Please repeat every entry that follows, keeping each one exactly the same.
▼▼▼
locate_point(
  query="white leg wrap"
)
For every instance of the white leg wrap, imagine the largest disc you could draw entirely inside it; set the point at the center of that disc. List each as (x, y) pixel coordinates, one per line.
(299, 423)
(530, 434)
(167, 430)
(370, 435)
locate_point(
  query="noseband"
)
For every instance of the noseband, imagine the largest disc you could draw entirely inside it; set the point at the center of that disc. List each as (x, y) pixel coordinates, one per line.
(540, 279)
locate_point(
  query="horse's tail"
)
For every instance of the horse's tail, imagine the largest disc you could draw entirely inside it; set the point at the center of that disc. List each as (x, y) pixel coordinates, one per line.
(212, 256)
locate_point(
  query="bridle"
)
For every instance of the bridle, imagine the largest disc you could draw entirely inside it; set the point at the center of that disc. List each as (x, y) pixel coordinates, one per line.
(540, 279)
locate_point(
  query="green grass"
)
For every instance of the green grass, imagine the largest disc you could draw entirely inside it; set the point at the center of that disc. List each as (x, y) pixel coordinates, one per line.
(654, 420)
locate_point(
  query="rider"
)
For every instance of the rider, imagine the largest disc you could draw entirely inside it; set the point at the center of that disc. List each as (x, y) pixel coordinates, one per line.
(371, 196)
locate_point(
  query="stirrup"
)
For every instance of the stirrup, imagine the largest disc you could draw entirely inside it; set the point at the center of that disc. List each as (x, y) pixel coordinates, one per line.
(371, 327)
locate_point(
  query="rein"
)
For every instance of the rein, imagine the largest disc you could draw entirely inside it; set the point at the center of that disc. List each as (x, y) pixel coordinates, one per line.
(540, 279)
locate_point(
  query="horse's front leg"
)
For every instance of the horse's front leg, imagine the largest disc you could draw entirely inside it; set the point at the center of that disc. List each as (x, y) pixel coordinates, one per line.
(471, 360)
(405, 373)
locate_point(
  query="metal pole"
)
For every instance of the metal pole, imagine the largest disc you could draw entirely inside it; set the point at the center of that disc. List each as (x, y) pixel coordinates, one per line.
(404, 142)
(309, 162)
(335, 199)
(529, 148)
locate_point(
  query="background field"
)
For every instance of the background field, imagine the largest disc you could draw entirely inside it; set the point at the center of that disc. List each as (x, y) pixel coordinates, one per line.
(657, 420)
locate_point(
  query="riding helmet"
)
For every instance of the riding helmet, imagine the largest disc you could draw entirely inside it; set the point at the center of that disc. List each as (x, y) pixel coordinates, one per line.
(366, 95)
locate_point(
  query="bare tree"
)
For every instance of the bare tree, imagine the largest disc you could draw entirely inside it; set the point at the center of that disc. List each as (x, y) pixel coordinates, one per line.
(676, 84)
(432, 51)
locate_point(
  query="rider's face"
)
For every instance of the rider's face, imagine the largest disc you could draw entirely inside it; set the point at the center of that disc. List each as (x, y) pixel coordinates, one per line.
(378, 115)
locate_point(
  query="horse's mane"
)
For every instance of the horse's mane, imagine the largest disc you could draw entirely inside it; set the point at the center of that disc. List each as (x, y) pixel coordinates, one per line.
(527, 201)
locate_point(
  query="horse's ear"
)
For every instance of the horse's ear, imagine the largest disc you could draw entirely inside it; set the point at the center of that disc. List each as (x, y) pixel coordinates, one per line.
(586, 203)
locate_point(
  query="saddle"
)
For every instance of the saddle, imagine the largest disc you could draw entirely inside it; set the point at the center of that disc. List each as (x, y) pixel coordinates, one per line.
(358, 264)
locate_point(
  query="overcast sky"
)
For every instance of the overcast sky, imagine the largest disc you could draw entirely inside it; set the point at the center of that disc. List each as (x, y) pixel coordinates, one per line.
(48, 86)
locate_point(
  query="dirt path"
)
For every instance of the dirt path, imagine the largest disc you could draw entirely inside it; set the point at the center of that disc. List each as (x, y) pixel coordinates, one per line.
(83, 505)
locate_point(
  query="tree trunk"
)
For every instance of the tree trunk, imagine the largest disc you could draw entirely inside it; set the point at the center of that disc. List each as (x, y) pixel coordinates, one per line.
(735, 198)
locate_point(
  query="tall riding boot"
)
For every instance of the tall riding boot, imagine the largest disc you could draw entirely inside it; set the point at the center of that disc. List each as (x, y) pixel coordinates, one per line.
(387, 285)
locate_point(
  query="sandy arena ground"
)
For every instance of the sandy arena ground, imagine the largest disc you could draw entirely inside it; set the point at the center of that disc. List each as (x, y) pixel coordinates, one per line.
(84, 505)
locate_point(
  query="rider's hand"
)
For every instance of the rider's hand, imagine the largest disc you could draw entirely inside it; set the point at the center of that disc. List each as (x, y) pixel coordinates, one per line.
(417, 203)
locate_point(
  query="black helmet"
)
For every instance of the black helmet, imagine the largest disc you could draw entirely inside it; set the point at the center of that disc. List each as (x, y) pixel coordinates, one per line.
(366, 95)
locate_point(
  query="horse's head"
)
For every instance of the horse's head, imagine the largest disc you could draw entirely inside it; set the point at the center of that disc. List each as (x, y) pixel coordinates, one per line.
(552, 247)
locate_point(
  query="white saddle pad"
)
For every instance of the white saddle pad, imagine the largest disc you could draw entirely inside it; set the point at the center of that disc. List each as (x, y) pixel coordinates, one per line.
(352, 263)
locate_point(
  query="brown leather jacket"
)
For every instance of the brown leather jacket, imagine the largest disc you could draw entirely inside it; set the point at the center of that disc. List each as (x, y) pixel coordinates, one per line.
▲▲▲
| Response area |
locate_point(
  query="white leg wrap"
)
For every instance of the white leg wrap, imagine the largest disc you could draw entirely inside it; set the point at the center of that disc. List each as (x, y) pixel coordinates, one per line.
(299, 423)
(530, 434)
(167, 430)
(370, 435)
locate_point(
  query="noseband"
)
For every instance of the noseband, imagine the largest disc you could draw entirely inside it; set the point at the center of that disc. List each as (x, y) pixel coordinates, one per line.
(540, 279)
locate_point(
  query="horse's tail"
)
For every instance of the horse's tail, imagine the largest disc you could draw entirely inside it; set the point at the center of that disc. List each as (x, y) pixel coordinates, one per line.
(212, 256)
locate_point(
  query="bridle"
)
For every instance of the bridle, imagine the largest disc you could draw entirely inside it; set the point at the center of that disc. List each as (x, y) pixel coordinates, one per line.
(540, 279)
locate_point(
  query="green grass"
)
For every instance of the green grass, imagine the largest disc you could draw entirely inside it; set the point at the center of that disc. List each as (x, y) pixel coordinates, one per line.
(654, 420)
locate_point(
  query="rider"
)
For every instance of the rider, imagine the largest disc you could draw entirely inside it; set the point at the center of that disc. List each as (x, y) pixel coordinates, one per line.
(371, 196)
locate_point(
  query="stirrup"
)
For every instance of the stirrup, imagine the largest disc you could draw entirely inside it; set the point at the center of that disc. List each as (x, y) pixel coordinates, one per line.
(371, 327)
locate_point(
  query="rein"
)
For every instance of the rein, imagine the largest disc you could draw entirely inside it; set the point at the center of that disc. List each as (x, y) pixel coordinates, one per line.
(540, 279)
locate_point(
  query="horse's front leg"
)
For every instance of the horse's front leg, imagine the largest disc you could draw entirely inside it; set the point at the center of that disc. List each as (x, y) pixel coordinates, one per line.
(471, 360)
(405, 373)
locate_point(
  query="metal pole"
)
For every instance of the metal pole, imagine the largest disc you could draw entirely inside it; set the point at the center of that disc. List each as (x, y) pixel coordinates, one per line.
(404, 142)
(309, 162)
(335, 199)
(529, 148)
locate_point(
  query="background field"
)
For every instance of the background field, imagine the largest disc you could draw entirely inside it; set the point at the center of that disc. List each as (x, y) pixel coordinates, one per line.
(657, 420)
locate_point(
  query="riding helmet"
)
For every instance of the riding helmet, imagine the largest disc you could draw entirely inside it; set the point at the center of that disc. List each as (x, y) pixel coordinates, one per line.
(366, 95)
locate_point(
  query="bare tree"
)
For every instance of the bare tree, imagine the largest disc you could draw entirely inside it; set the point at the center of that disc. List each as (x, y) pixel coordinates, one per line.
(676, 84)
(432, 51)
locate_point(
  query="rider's face"
)
For every instance of the rider's face, imagine the largest disc you could draw entirely inside it; set the point at the center of that disc. List each as (x, y) pixel coordinates, one per line.
(378, 115)
locate_point(
  query="horse's mane"
)
For every instance of the horse's mane, imagine the largest disc you could draw entirely inside it; set the point at the center of that disc. List each as (x, y) pixel coordinates, one per line.
(527, 201)
locate_point(
  query="horse's ear"
)
For every instance of the horse's ear, imagine the largest disc you could draw entirely inside it; set the point at the center of that disc. List each as (x, y) pixel coordinates, one per line.
(586, 203)
locate_point(
  query="saddle"
)
For every instance of the saddle, imagine the largest disc you could draw entirely inside it; set the point at the center of that disc. List each as (x, y) pixel coordinates, one per line.
(358, 264)
locate_point(
  query="overcast sky"
)
For every instance of the overcast sky, imagine the largest disc you could draw entirely inside it; set the point at the center of that disc. List each as (x, y) pixel coordinates, one per line.
(48, 86)
locate_point(
  query="dirt path"
)
For every instance of the dirt path, imagine the largest disc you could draw entirely inside it; set the point at the center of that disc. List each as (x, y) pixel coordinates, one per line.
(83, 505)
locate_point(
  query="tree trunk"
)
For every instance of the tree trunk, imagine the largest disc you could draw entirely inside it; set the point at the center of that disc. List each as (x, y) pixel coordinates, one per line.
(735, 198)
locate_point(
  query="tall riding boot"
)
For every instance of the tall riding boot, imagine the largest disc you could draw entirely inside it; set the point at the center of that disc. List each as (x, y) pixel coordinates, one per line.
(387, 285)
locate_point(
  query="sandy arena ground"
)
For every instance of the sandy arena ground, imagine the largest disc you could draw entirely inside it; set the point at the center of that disc. List each as (x, y) pixel coordinates, one per line.
(84, 505)
locate_point(
  query="rider's hand"
)
For every instance of the rider's hand, imagine the largest disc you could draw entirely inside it; set the point at the center of that disc. List each as (x, y) pixel coordinates, one per line.
(417, 203)
locate_point(
  query="black helmet"
)
For every instance of the black helmet, imagine the largest disc you could draw entirely inside it; set the point at the center of that disc. List each as (x, y) pixel coordinates, one per line.
(366, 95)
locate_point(
  query="horse's head"
)
For every instance of the horse's head, imagine the largest disc you could draw entirely inside it; set the point at the center of that disc. List each as (x, y) pixel coordinates, one per line.
(552, 247)
locate_point(
  query="white saddle pad"
)
For every instance of the white saddle pad, imagine the largest disc you could draw entirely inside it; set the point at the center of that disc. List each as (x, y) pixel coordinates, one per line.
(352, 263)
locate_point(
  query="brown leather jacket"
)
For every instance of the brown leather jacket, imagine the largest disc you could draw entirely inside it; set the point at the center of that disc. List each as (x, y) pixel coordinates, one per line.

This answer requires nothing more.